Task details —
Copy every one of the following rows word for word. Do not include the pictures in your answer.

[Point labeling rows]
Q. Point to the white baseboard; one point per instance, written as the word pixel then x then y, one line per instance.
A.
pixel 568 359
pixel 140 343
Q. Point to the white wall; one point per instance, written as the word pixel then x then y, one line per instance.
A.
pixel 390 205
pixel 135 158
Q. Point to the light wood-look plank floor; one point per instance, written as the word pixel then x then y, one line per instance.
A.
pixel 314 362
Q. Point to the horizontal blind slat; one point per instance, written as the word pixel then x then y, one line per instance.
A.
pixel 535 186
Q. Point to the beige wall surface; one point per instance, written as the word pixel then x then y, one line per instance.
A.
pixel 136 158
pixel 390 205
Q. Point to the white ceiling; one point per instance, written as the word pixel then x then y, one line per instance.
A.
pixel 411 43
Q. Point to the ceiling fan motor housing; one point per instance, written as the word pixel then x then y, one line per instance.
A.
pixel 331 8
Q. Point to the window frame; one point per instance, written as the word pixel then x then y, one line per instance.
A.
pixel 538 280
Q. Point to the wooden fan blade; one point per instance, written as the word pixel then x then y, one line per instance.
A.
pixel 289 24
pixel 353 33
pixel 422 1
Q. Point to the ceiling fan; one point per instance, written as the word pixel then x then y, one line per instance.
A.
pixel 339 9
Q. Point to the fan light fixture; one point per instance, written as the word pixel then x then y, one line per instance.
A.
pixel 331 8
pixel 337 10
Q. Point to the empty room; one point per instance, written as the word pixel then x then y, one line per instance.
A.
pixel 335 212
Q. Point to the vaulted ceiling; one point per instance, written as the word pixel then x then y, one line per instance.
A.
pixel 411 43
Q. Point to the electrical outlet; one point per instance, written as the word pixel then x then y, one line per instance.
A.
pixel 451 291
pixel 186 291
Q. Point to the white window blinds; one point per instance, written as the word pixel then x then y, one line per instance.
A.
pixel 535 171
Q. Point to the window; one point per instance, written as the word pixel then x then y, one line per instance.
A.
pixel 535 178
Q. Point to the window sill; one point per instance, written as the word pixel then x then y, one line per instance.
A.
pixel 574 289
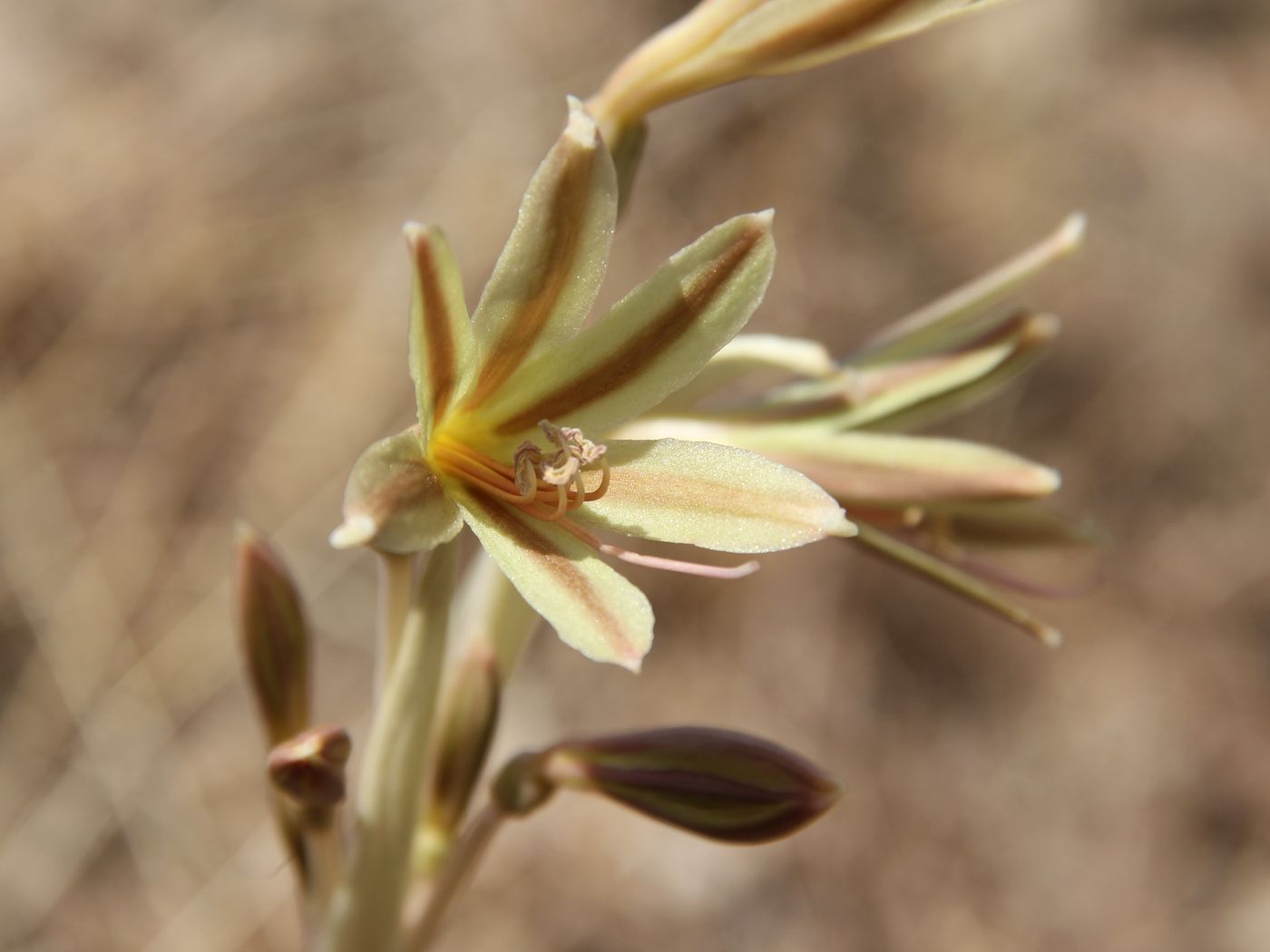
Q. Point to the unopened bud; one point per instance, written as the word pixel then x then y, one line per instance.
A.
pixel 273 635
pixel 717 783
pixel 394 501
pixel 464 738
pixel 310 767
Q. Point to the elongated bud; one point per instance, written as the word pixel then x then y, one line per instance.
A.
pixel 464 738
pixel 717 783
pixel 310 767
pixel 275 636
pixel 521 787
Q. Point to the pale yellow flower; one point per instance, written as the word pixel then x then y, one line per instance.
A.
pixel 512 405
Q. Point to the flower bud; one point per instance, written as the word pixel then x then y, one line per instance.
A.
pixel 310 767
pixel 717 783
pixel 464 738
pixel 724 41
pixel 273 635
pixel 394 501
pixel 521 787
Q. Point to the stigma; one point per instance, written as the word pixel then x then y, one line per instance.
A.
pixel 545 484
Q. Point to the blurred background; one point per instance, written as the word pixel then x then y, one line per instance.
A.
pixel 202 316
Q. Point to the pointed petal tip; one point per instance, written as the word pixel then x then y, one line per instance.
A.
pixel 1070 232
pixel 245 533
pixel 1039 329
pixel 355 530
pixel 844 529
pixel 581 127
pixel 416 234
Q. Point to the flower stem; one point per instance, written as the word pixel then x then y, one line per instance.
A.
pixel 366 907
pixel 459 869
pixel 396 592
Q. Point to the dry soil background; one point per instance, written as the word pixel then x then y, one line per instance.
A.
pixel 202 297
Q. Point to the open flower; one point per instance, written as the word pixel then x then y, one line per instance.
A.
pixel 926 503
pixel 512 405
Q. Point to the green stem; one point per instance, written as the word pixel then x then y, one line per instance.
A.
pixel 459 869
pixel 396 593
pixel 366 908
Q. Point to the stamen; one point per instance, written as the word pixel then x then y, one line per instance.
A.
pixel 675 565
pixel 542 484
pixel 603 484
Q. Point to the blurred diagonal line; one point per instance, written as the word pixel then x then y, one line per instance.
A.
pixel 73 626
pixel 232 903
pixel 131 711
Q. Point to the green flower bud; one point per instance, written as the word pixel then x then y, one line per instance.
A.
pixel 521 787
pixel 394 501
pixel 275 637
pixel 310 767
pixel 717 783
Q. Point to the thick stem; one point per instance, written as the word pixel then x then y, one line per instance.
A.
pixel 366 908
pixel 454 875
pixel 396 592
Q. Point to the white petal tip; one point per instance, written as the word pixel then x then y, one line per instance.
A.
pixel 1039 329
pixel 415 232
pixel 1048 480
pixel 1070 232
pixel 581 127
pixel 632 664
pixel 355 530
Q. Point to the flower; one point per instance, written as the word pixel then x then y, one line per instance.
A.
pixel 724 41
pixel 511 405
pixel 920 501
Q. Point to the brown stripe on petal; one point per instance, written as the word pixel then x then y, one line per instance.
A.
pixel 832 27
pixel 554 272
pixel 700 494
pixel 639 353
pixel 567 573
pixel 437 333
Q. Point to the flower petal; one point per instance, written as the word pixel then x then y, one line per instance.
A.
pixel 895 395
pixel 592 607
pixel 879 466
pixel 552 264
pixel 958 581
pixel 441 336
pixel 710 495
pixel 651 342
pixel 946 323
pixel 755 355
pixel 394 501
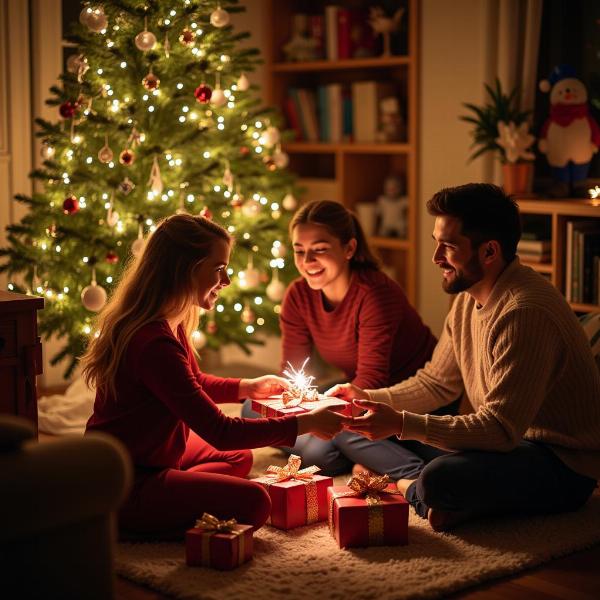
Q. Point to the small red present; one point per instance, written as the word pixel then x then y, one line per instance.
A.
pixel 369 511
pixel 218 544
pixel 298 496
pixel 276 407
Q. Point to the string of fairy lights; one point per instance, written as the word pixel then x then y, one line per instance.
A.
pixel 118 107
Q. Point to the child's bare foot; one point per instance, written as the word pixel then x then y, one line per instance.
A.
pixel 444 520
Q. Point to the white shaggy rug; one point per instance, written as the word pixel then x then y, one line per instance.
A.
pixel 306 563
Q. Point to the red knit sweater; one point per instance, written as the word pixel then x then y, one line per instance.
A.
pixel 374 335
pixel 161 394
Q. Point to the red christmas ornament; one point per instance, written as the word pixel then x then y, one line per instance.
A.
pixel 68 109
pixel 70 205
pixel 111 257
pixel 203 93
pixel 126 157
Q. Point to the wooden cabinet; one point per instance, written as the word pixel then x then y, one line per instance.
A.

Response —
Q. Point to the white baseboard; one point per instance, written as the word pixel then x then y, one line per instance.
A.
pixel 568 359
pixel 140 343
Q. Point to the white wall; one point per instance, written as the word pixel then x then y, one line per instance.
A.
pixel 390 205
pixel 135 158
Q. Point to the light wood-look plank floor; one point per instance, written as the word pixel then x then y, one line per instance.
A.
pixel 314 362
Q. Point to the horizontal blind slat; one point per instance, written as the word pixel then x then y, one line per instance.
A.
pixel 535 186
Q. Point to the beige wall surface; one point per instance, written as the word pixel then x then y, one line per instance.
A.
pixel 136 158
pixel 390 205
Q. Point to the white ceiling; one point per instance, written as the word pixel then x then y, one line per instance.
A.
pixel 411 43
Q. Point to the ceiling fan motor housing; one point per instance, written as the word pixel then x then y, one line per instance.
A.
pixel 331 8
Q. Point to the window frame; one point per instance, written as the word pixel then x then y, one line per instance.
A.
pixel 538 280
Q. Point to the wooden fan blade; one point per instance, written as the word pixel then x then y, one line per instance.
A.
pixel 289 24
pixel 353 33
pixel 422 1
Q. Point to the ceiling fan; one point per instance, written as the word pixel then x then y, one line per instance.
A.
pixel 339 9
Q. Point to the fan light fixture; one point per instance, written as the word pixel then x then y, one line per instance.
A.
pixel 331 8
pixel 337 10
Q. Point to the empty room; one point per instance, written as the word pixel then x then y, one line per instance.
A.
pixel 335 212
Q. Point to the vaulted ceiling; one point per instance, written as the word pixel then x then y, one line per instance.
A.
pixel 411 43
Q. Point to the electrical outlet; one point per instance, written as the word pixel then x then y, one line per instance.
A.
pixel 451 291
pixel 186 291
Q. Point to the white window blinds; one point per instance, written as the word pixel then x then y, one line per instance.
A.
pixel 535 171
Q. Point to the window; one point per instance, written as the word pixel then x then y, one line per instance.
A.
pixel 535 178
Q. Point to the window sill; one point per instance, written as the word pixel then x then y, one line per instance.
A.
pixel 574 289
Q. Point to the unopened bud; one point per instance, written as the word pixel then x then y, one line per instance.
A.
pixel 273 635
pixel 717 783
pixel 394 501
pixel 464 738
pixel 310 767
Q. Point to the elongated bud; one point per instance, written as the word pixel then x then y, one line per instance.
A.
pixel 464 738
pixel 717 783
pixel 310 767
pixel 275 636
pixel 521 787
Q. Point to the pale yellow flower; one point per instance, written as the word pixel then x then y, one line per instance.
A.
pixel 512 405
Q. Point to the flower bud; one point per instance, written as the word pixel then x then y, one line per instance.
A.
pixel 310 767
pixel 717 783
pixel 464 738
pixel 724 41
pixel 273 635
pixel 394 501
pixel 521 787
Q. Point to the stigma; one point per instance, written as the word pixel then x then y, one line per instance.
A.
pixel 545 484
Q. Point to the blurred background; one point per instance, written as the word pixel then x then y, one line per instance.
A.
pixel 202 316
Q. Point to the pointed petal tip; one point per instance, written as the word pixel then x then y, one line per instance.
A.
pixel 1070 232
pixel 245 533
pixel 1039 329
pixel 355 530
pixel 844 529
pixel 581 127
pixel 416 234
Q. Point to the flower stem; one point per instance, written as the word pixel then x then y, one line per instance.
A.
pixel 366 907
pixel 459 869
pixel 396 592
Q. Point to the dry soil background; one point per instance, written as the word pixel then x then y, one line per instance.
A.
pixel 202 297
Q. Point to the open flower; one point per instance, written as the word pixel then x then y, one line per instance.
A.
pixel 926 503
pixel 512 405
Q. Point to the green stem; one point per instance, written as the word pixel then x then y, one line per instance.
A.
pixel 459 869
pixel 396 593
pixel 366 908
Q. Point to the stamen; one point per instance, written as the word pixel then x then y, one line per instance.
A.
pixel 675 565
pixel 542 484
pixel 603 484
Q. Point to the blurred diagonal line; one point per instance, written as the word pixel then x then y, one line per instance.
A.
pixel 73 626
pixel 232 903
pixel 131 711
Q. Point to the green flower bud; one point per instance, written as the word pixel then x then y, one line per instance.
A.
pixel 521 787
pixel 394 501
pixel 275 637
pixel 310 767
pixel 717 783
Q. Point to the thick stem; one point per instance, written as the word pixel then x then y, one line per instance.
A.
pixel 366 908
pixel 454 875
pixel 396 592
Q. Point to the white petal tip; one point per instance, written as the word pixel then x then y, one line per instance.
A.
pixel 1039 329
pixel 415 232
pixel 1048 480
pixel 1070 232
pixel 581 127
pixel 632 664
pixel 355 530
Q. Point to the flower; one point per instance, written as the word pixel then x then y, one line per instance.
A.
pixel 724 41
pixel 511 405
pixel 920 501
Q. Point to the brown stripe on petal; one point per instance, written as the word pixel then x then y, one line per instance.
A.
pixel 832 27
pixel 554 272
pixel 700 494
pixel 639 353
pixel 567 573
pixel 437 333
Q. Point to the flower petal; one point per instance, written as the word pixel then x then y, one line per instance.
A.
pixel 895 395
pixel 592 607
pixel 879 466
pixel 552 264
pixel 958 581
pixel 441 336
pixel 710 495
pixel 651 342
pixel 946 323
pixel 755 355
pixel 394 501
Q. Point to the small red present; one point per instance, written as the word pixel then x then y, one line per instance.
A.
pixel 369 511
pixel 218 544
pixel 298 496
pixel 276 407
Q. Point to the string of fairy lights; one point per instance, written as the word pixel then x then y, one line per instance.
A.
pixel 118 107
Q. Point to the child's bare foot; one point per instance, written as the word pixel then x then y, one line per instance.
A.
pixel 444 520
Q. Point to the white shaggy rug; one point per instance, written as the word pixel then x then y, one line per instance.
A.
pixel 306 563
Q. Point to the red knit sweater; one point per instance, written as the word pixel then x then y, one line per instance.
A.
pixel 374 335
pixel 161 394
Q. Point to the red christmas ornament; one point per instance, written as the word pixel then x then y, one line per instance.
A.
pixel 68 109
pixel 70 205
pixel 111 257
pixel 203 93
pixel 126 157
Q. Point to the wooden cabinet; one point per instance, written as the word pixel then x then y, one line per instance.
A.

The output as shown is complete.